WHAT IS ASKED: Update the stretch from the start of the rows through the line that contains "206 106 L 213" by replacing "far shore treeline" with "distant treeline", keeping everything else unchanged. Omit the pictures from the output.

* Start AVAILABLE RECORDS *

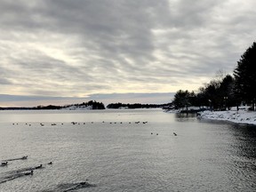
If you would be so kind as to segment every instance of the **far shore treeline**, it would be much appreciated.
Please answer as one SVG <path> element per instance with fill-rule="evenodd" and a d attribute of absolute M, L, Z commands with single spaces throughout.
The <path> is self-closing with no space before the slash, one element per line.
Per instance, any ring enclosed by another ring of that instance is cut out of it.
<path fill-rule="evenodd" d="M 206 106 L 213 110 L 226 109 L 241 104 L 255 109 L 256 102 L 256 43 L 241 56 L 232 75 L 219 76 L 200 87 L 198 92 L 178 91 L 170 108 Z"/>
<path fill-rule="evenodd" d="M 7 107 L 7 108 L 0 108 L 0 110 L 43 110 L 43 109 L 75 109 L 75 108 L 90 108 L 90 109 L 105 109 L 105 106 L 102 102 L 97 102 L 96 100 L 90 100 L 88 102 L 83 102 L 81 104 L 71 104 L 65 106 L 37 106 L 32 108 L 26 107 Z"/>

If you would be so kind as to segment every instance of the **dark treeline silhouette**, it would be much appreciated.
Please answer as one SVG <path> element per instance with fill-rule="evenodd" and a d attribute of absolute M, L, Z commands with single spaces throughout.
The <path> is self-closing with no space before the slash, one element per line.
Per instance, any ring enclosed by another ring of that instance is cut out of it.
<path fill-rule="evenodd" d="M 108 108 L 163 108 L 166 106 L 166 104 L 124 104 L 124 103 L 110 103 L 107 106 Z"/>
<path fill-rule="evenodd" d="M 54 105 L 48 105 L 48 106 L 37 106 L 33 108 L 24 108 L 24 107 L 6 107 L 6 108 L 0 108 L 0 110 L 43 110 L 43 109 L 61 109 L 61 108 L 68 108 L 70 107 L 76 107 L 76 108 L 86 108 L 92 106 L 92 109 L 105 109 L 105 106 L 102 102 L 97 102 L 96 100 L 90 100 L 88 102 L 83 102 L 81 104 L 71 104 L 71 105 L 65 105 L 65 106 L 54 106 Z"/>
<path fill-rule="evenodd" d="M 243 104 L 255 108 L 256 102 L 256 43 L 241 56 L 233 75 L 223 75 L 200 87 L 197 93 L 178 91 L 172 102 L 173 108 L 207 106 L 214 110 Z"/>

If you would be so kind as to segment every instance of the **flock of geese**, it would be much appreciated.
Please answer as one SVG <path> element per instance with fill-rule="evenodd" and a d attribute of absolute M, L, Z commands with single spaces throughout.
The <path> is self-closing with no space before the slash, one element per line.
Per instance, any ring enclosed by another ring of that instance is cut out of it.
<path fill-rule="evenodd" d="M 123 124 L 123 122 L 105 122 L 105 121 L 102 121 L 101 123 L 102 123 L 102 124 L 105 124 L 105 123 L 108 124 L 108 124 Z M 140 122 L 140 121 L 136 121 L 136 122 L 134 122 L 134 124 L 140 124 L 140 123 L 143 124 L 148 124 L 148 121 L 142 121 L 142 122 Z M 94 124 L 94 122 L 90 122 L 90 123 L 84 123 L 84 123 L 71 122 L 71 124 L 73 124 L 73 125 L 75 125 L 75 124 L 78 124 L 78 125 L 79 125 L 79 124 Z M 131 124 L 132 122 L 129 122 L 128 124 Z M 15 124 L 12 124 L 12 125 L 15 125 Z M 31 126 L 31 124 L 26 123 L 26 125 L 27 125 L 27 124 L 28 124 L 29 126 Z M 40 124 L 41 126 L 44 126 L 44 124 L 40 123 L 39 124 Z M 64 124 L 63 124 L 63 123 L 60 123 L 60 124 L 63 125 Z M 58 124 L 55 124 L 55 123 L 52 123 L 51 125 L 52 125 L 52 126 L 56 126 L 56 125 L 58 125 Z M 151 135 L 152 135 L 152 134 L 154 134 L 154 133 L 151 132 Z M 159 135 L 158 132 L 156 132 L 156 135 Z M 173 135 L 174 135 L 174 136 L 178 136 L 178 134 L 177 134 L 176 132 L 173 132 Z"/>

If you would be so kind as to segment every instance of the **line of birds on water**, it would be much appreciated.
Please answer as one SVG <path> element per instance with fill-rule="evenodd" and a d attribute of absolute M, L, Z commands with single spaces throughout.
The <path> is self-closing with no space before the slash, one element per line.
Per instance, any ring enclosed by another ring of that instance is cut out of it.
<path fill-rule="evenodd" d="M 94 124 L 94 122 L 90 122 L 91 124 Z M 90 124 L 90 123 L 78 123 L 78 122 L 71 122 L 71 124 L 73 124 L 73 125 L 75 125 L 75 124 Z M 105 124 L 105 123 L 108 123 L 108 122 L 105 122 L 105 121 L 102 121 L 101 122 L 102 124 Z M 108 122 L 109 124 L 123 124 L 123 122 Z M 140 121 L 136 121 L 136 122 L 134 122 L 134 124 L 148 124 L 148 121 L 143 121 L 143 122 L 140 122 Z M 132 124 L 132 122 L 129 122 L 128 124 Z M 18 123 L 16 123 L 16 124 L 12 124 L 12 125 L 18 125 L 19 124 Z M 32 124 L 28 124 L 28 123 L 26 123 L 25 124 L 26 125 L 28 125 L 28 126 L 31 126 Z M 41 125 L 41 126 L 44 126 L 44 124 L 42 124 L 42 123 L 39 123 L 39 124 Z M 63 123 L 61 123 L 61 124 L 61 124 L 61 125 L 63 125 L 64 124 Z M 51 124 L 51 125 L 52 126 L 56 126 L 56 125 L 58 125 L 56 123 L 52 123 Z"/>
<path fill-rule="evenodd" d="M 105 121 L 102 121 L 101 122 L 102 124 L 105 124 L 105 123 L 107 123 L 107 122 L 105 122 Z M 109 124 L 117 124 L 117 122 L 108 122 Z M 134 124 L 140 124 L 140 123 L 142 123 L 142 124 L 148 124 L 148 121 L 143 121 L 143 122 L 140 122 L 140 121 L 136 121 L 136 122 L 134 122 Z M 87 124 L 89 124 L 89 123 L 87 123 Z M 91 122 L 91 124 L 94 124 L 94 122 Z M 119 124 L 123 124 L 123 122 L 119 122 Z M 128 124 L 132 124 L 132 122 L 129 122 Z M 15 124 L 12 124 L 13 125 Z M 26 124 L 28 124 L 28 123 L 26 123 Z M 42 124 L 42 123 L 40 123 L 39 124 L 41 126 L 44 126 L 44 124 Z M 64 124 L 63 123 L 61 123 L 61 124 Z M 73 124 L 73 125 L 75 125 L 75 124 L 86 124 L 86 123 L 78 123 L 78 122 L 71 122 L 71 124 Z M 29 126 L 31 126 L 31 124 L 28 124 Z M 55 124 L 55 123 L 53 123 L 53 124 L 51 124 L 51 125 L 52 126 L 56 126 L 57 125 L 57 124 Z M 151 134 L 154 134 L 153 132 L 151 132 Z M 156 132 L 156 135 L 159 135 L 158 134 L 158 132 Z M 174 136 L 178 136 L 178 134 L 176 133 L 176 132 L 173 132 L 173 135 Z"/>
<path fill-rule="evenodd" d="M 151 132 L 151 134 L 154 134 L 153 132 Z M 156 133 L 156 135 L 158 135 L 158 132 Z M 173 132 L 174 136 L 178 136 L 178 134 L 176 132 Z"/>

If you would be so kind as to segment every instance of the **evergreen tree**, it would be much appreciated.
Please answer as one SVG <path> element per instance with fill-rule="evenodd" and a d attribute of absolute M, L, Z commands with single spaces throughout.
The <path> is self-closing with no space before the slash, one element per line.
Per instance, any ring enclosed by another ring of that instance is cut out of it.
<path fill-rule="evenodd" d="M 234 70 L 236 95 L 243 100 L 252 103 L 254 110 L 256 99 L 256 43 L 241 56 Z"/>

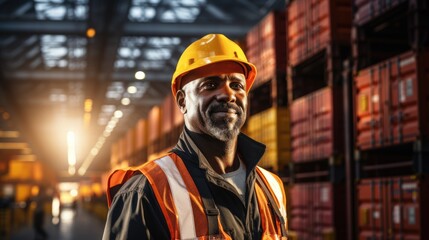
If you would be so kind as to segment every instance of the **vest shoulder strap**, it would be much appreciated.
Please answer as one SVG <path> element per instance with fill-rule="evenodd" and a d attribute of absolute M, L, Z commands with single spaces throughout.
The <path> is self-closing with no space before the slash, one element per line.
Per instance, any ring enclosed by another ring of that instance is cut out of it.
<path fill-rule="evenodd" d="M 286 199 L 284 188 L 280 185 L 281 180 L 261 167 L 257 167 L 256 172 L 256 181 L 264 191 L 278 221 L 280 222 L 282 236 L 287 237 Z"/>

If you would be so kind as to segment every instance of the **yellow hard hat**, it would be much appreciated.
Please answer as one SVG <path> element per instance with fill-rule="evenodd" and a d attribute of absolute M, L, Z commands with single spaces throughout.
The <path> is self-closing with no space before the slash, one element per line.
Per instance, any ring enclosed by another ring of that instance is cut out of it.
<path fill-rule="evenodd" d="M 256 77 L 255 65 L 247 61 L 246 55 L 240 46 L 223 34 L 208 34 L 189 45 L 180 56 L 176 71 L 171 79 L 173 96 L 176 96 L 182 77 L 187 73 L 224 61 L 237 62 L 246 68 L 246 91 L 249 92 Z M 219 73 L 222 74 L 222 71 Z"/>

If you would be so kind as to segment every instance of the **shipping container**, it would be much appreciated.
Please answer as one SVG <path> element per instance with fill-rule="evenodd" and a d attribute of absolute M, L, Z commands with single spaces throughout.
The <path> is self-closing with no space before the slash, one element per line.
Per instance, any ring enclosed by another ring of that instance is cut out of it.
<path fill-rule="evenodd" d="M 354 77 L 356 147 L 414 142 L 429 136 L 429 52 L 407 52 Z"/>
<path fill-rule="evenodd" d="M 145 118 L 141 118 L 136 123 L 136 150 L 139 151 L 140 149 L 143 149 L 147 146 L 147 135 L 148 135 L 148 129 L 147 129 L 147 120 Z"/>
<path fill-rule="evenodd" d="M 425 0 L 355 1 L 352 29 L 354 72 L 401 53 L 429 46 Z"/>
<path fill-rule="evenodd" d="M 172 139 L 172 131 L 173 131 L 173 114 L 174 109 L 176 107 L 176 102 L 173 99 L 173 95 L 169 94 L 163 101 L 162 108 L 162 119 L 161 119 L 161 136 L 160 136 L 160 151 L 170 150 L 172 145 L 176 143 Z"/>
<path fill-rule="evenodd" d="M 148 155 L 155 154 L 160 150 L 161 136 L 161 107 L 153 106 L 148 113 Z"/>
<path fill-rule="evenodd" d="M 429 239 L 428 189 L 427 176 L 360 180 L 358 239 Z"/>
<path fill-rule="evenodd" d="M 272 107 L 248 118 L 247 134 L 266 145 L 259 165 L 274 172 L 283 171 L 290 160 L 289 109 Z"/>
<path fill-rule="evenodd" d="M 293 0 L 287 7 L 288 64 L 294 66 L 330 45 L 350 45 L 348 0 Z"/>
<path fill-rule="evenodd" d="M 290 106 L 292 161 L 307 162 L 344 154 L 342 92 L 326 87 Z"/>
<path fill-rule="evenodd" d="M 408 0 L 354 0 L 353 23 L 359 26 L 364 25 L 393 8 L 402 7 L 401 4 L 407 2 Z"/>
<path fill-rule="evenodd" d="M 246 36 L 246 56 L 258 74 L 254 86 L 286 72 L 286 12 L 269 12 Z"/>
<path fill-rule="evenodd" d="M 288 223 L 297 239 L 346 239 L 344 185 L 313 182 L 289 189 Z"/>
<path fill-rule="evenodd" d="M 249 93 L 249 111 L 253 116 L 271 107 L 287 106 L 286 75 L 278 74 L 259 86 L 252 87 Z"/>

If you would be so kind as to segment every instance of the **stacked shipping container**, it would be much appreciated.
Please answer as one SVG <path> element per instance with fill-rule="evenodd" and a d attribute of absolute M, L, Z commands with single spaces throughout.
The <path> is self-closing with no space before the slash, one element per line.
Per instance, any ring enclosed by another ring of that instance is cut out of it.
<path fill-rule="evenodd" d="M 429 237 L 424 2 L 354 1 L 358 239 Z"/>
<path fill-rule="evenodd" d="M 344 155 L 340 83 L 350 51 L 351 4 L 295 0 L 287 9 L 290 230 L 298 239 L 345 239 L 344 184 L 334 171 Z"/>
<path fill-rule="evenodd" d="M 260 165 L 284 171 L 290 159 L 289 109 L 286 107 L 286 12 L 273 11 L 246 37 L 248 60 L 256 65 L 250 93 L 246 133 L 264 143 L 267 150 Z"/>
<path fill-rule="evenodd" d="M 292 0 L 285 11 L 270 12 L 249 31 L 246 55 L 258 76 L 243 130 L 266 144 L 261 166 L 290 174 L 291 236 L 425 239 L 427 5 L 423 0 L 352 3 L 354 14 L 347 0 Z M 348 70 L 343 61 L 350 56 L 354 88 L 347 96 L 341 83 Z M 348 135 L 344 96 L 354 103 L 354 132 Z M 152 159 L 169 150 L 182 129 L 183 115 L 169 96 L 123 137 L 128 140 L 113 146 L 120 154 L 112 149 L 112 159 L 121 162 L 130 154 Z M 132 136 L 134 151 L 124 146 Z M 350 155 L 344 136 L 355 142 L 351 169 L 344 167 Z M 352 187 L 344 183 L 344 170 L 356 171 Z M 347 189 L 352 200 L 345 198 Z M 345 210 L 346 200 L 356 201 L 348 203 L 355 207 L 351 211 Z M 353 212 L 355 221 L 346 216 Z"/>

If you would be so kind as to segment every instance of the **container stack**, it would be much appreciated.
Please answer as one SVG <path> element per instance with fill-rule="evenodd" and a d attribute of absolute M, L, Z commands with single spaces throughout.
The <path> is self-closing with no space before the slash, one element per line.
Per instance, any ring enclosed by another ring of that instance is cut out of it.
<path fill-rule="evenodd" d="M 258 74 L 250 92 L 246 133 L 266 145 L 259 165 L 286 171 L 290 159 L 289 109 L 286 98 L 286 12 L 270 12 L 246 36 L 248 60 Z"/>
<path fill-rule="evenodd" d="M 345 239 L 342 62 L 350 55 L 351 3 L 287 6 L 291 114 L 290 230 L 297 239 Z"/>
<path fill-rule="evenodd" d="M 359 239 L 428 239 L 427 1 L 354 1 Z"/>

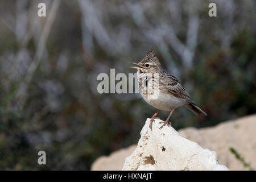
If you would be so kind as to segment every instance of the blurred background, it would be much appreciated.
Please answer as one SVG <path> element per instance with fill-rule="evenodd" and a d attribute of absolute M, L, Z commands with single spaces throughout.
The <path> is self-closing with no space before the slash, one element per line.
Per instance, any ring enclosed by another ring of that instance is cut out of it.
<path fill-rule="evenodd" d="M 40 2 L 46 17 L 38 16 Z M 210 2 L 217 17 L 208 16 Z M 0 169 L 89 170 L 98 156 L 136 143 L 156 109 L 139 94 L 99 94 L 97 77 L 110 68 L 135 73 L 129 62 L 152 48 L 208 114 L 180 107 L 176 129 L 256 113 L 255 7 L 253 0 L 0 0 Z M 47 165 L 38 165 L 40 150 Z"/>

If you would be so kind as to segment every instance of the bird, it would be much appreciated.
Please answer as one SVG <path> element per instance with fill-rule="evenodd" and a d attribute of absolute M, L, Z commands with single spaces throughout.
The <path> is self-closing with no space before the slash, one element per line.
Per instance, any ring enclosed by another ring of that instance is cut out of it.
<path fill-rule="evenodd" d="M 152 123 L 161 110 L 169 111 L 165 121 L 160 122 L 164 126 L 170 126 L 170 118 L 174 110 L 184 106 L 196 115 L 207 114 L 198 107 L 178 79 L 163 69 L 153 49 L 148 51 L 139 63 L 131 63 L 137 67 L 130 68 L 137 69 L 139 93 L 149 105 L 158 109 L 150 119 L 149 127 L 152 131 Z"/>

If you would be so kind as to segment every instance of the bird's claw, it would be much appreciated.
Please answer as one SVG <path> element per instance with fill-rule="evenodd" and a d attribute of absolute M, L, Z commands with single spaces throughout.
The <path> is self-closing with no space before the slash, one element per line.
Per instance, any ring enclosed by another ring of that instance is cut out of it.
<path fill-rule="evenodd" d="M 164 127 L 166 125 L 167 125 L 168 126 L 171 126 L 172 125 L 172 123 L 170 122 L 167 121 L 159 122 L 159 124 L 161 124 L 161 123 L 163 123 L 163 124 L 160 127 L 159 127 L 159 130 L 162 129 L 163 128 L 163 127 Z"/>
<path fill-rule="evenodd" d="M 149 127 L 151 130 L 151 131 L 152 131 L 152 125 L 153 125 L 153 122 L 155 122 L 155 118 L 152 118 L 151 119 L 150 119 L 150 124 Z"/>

* End AVAILABLE RECORDS *

PROBLEM SOLUTION:
If you would be so kind as to segment every instance of the **distant treeline**, it would be much appreciated.
Please answer as one SVG <path> element per instance with fill-rule="evenodd" and a d attribute of absolute M, L, Z commands with single spaces throughout.
The <path> is self-closing with no space before the slash, one element per line.
Per instance, any ring enclosed by another ring of that instance is cut out of it.
<path fill-rule="evenodd" d="M 206 106 L 213 110 L 226 109 L 241 104 L 255 109 L 256 102 L 256 43 L 241 56 L 232 75 L 219 76 L 200 87 L 198 92 L 178 91 L 170 108 Z"/>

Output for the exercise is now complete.